GOAL OF THE EXERCISE
Copy every record exactly, and keep the pictures out.
── STORED RECORDS ──
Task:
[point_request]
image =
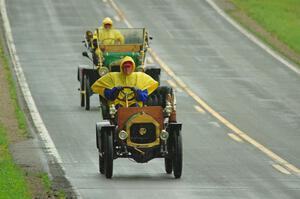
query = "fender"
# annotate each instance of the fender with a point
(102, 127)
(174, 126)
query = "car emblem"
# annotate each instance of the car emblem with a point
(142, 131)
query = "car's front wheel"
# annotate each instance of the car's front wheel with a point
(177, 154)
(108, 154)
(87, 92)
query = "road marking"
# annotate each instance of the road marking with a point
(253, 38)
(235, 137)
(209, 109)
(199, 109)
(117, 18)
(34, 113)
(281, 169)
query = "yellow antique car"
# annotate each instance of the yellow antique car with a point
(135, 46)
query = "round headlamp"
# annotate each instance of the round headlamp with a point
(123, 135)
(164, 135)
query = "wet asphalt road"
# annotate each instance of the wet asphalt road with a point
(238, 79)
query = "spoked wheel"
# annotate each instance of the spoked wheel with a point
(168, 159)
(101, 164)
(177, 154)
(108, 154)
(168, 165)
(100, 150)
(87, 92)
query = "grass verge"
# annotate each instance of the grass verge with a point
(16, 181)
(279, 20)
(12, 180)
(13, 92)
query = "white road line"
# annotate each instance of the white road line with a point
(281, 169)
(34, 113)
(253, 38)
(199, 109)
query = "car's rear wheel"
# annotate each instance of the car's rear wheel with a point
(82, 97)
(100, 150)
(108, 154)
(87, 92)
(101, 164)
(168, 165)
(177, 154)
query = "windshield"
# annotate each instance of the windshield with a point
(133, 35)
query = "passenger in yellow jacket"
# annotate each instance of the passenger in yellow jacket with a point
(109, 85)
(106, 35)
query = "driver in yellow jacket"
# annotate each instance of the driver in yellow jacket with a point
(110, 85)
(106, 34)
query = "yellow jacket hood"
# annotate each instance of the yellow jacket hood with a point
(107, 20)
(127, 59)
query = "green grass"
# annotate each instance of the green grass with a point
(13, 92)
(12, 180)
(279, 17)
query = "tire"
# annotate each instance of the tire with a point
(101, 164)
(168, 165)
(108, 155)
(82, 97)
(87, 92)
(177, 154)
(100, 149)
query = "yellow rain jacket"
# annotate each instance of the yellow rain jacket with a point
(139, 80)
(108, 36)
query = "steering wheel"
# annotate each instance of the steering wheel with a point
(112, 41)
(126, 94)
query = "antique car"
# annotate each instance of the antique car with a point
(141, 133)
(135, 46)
───
TASK ANSWER
Task:
[point_request]
image =
query = "fender"
# annotate each instance of the fender with a point
(102, 127)
(174, 126)
query = "car emblem"
# annotate each instance of the car emblem with a point
(142, 131)
query = "car's front wheel"
# annotate each instance of the car's front wheel with a point
(177, 154)
(108, 154)
(87, 92)
query = "road marking"
# annotate each instance of the road marking with a point
(253, 38)
(235, 137)
(209, 109)
(199, 109)
(117, 18)
(34, 113)
(281, 169)
query = "yellow antique car"
# annotate each instance of the yellow antique car with a point
(135, 46)
query = "round headlamp"
# annotate each instance of the round headlamp with a point
(123, 135)
(164, 135)
query = "wet asphalt road"
# annotate each instance of the wet asphalt road with a point
(238, 79)
query = "spoked wheel"
# annotate each instance of the spoked wheel with a point
(168, 159)
(101, 164)
(177, 154)
(108, 154)
(168, 165)
(100, 150)
(87, 92)
query = "grass verge"
# annotate each instance of the grass verge with a point
(16, 181)
(279, 20)
(12, 180)
(13, 92)
query = "white road line"
# annotate each instance of the white road line with a point
(281, 169)
(34, 113)
(253, 38)
(199, 109)
query = "car's rear wheel"
# annotate each instance of the car's rear wheel with a point
(82, 97)
(100, 150)
(108, 154)
(87, 92)
(101, 164)
(168, 165)
(177, 154)
query = "windshield"
# annotate each instance of the windshield with a point
(133, 35)
query = "passenger in yellow jacket"
# annotate each instance of the passenger in yellow jacket with a point
(109, 85)
(106, 35)
query = "driver in yellow jacket"
# annotate each instance of the driver in yellow jacket with a point
(110, 85)
(106, 34)
query = "yellow jacket hood"
# annotate each instance of the yellow jacket hood with a point
(107, 20)
(127, 59)
query = "green grass"
# annotate each instance of the green grass with a point
(13, 92)
(12, 180)
(279, 17)
query = "tire"
# annotate each instance of the tire with a point
(101, 164)
(168, 165)
(108, 155)
(82, 97)
(87, 92)
(177, 154)
(100, 149)
query = "yellow rain jacket"
# annotate each instance of the yellow rain jacket with a point
(139, 80)
(108, 36)
query = "steering wheel"
# annotate each instance of the steering wheel with a point
(112, 41)
(126, 94)
query = "antique car"
# annotate each instance of the antique car with a point
(141, 133)
(135, 46)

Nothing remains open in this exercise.